Would you restate, exactly as they appear, the lines from the one containing "[tag] willow tree (a dot for each instance)" through the end of the data below?
──────── Data for this exercise
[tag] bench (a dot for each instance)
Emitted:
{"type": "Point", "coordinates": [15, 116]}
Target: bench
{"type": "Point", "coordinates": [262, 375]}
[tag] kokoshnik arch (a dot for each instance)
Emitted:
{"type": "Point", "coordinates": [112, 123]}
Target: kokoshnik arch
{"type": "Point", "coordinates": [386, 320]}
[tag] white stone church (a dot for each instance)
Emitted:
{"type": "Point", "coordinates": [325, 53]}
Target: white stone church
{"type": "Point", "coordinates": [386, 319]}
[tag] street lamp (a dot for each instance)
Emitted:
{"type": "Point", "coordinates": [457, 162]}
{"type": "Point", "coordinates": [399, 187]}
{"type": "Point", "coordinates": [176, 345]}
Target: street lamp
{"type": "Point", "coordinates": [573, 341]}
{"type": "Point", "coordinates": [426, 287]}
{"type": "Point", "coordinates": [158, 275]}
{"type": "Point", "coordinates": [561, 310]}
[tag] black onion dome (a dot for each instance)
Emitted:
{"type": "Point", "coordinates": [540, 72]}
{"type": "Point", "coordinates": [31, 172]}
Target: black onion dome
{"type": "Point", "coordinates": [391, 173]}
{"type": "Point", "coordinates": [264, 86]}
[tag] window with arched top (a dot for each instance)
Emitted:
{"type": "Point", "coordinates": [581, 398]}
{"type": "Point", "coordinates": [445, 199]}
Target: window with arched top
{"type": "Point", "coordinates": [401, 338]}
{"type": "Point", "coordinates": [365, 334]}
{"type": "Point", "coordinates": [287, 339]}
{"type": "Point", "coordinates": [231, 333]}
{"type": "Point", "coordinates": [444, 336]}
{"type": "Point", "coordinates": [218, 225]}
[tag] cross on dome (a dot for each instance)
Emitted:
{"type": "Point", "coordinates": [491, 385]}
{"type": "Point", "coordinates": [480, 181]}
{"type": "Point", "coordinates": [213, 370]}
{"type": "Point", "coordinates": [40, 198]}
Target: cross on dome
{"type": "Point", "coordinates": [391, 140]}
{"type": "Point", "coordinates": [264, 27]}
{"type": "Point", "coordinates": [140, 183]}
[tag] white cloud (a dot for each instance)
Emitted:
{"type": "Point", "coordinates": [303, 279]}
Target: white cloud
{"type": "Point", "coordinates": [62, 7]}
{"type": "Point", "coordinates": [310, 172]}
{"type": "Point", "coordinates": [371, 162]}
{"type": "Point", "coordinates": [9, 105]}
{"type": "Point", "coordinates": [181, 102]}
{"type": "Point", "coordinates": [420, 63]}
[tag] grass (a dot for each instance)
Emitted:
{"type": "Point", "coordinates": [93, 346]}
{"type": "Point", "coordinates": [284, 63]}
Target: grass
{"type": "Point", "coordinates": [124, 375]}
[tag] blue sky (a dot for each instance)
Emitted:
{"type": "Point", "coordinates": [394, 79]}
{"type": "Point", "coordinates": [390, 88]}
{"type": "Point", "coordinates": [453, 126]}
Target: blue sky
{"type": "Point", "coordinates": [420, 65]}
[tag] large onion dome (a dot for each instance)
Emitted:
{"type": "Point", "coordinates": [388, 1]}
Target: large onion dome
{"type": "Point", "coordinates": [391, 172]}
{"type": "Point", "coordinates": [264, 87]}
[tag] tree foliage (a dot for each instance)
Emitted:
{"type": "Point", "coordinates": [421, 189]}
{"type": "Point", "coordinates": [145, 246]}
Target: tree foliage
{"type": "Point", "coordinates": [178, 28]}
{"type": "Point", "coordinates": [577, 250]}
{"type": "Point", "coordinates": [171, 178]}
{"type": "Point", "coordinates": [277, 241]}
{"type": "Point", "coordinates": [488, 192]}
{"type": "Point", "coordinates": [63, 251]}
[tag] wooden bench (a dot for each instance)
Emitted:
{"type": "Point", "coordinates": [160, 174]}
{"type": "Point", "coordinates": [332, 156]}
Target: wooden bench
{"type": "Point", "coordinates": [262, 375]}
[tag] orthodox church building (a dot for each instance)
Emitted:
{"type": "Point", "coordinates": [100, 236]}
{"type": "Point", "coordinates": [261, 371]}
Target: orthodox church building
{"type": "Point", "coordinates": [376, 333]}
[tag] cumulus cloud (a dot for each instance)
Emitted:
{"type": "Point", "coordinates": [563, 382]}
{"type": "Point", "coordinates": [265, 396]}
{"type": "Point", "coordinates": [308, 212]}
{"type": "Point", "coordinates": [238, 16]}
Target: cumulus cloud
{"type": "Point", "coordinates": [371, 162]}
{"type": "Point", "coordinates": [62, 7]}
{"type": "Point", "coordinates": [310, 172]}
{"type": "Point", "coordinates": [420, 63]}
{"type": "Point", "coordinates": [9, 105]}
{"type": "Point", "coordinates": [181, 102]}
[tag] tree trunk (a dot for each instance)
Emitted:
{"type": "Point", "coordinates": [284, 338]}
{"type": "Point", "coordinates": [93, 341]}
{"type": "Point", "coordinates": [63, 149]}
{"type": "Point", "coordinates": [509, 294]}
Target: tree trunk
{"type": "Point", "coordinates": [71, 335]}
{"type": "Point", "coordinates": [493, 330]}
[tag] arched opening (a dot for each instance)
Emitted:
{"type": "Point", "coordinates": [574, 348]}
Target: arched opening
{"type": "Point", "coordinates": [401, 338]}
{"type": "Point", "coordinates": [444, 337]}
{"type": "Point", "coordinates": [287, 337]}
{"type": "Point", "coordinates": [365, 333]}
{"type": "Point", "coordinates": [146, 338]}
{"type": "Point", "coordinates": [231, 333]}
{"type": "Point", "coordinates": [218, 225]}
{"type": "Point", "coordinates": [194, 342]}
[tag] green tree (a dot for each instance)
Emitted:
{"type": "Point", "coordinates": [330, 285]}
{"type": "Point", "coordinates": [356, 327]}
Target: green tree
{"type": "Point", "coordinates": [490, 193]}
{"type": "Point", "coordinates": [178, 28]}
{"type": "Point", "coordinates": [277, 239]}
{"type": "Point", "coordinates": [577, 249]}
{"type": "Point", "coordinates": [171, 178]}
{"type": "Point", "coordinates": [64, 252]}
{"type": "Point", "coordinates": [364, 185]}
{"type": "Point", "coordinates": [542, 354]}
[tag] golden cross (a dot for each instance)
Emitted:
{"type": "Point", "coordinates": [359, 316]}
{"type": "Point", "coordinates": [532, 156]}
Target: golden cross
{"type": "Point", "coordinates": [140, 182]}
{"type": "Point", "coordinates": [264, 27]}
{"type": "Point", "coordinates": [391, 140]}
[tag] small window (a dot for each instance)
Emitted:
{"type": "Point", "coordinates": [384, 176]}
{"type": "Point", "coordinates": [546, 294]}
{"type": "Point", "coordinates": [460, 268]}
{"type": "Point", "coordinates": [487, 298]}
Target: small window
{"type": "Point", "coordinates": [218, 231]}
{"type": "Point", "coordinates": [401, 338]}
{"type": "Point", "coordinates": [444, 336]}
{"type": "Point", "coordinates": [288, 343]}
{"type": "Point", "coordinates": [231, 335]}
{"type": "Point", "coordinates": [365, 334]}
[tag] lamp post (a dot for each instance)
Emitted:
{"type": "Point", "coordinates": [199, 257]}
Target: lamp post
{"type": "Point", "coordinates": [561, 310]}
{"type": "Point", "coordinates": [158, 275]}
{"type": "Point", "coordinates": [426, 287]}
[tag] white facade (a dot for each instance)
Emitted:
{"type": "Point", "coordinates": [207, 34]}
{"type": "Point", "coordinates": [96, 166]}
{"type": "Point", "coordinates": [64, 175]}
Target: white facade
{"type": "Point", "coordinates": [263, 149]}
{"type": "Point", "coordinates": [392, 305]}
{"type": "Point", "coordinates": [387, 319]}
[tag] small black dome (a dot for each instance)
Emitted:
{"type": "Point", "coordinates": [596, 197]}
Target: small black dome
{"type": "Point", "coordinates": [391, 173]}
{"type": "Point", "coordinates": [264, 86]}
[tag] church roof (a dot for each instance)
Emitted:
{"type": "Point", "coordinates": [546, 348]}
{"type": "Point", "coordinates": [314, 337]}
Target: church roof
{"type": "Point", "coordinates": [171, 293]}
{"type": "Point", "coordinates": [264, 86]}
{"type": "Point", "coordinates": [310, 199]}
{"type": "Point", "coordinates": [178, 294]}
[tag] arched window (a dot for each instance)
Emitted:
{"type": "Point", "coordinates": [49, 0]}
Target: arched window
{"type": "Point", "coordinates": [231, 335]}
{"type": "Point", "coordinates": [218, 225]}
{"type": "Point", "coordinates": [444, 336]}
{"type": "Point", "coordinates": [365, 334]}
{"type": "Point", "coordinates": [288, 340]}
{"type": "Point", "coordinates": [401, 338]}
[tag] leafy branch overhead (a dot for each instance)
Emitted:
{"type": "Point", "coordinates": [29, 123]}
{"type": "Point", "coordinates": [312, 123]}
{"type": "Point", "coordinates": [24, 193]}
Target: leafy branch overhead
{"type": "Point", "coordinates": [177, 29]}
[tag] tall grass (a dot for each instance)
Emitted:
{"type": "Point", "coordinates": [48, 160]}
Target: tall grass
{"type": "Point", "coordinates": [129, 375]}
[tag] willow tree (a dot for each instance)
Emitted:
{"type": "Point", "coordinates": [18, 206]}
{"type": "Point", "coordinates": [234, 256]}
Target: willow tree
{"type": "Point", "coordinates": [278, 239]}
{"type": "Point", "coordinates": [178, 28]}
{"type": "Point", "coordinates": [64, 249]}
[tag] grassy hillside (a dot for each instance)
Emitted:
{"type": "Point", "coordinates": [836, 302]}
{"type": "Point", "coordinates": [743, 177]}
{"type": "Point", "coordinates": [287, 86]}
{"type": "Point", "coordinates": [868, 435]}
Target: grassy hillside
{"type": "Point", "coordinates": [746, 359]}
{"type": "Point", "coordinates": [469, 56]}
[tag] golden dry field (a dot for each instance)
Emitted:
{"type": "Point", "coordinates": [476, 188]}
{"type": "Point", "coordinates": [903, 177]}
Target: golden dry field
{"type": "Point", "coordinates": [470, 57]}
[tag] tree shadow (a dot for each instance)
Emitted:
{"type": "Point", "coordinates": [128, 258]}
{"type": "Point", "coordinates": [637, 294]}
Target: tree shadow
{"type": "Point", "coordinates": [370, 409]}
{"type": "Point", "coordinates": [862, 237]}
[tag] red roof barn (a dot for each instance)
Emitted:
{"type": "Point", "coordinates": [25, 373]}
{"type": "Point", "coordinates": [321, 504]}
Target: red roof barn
────────────────
__Result__:
[tag] willow tree (a dot for each instance)
Emitted:
{"type": "Point", "coordinates": [18, 206]}
{"type": "Point", "coordinates": [234, 256]}
Target: willow tree
{"type": "Point", "coordinates": [278, 239]}
{"type": "Point", "coordinates": [178, 28]}
{"type": "Point", "coordinates": [64, 249]}
[tag] grassy hillside (a dot for each instance)
Emitted:
{"type": "Point", "coordinates": [836, 302]}
{"type": "Point", "coordinates": [743, 177]}
{"type": "Point", "coordinates": [287, 86]}
{"type": "Point", "coordinates": [868, 435]}
Target: grassy hillside
{"type": "Point", "coordinates": [746, 359]}
{"type": "Point", "coordinates": [469, 56]}
[tag] golden dry field (a dot for each instance)
Emitted:
{"type": "Point", "coordinates": [476, 188]}
{"type": "Point", "coordinates": [903, 177]}
Target: golden dry field
{"type": "Point", "coordinates": [470, 57]}
[tag] tree shadow (a dot for each instance)
Emitted:
{"type": "Point", "coordinates": [128, 258]}
{"type": "Point", "coordinates": [637, 294]}
Target: tree shadow
{"type": "Point", "coordinates": [370, 409]}
{"type": "Point", "coordinates": [862, 237]}
[tag] red roof barn (a dot for each instance)
Emitted:
{"type": "Point", "coordinates": [25, 373]}
{"type": "Point", "coordinates": [321, 504]}
Target: red roof barn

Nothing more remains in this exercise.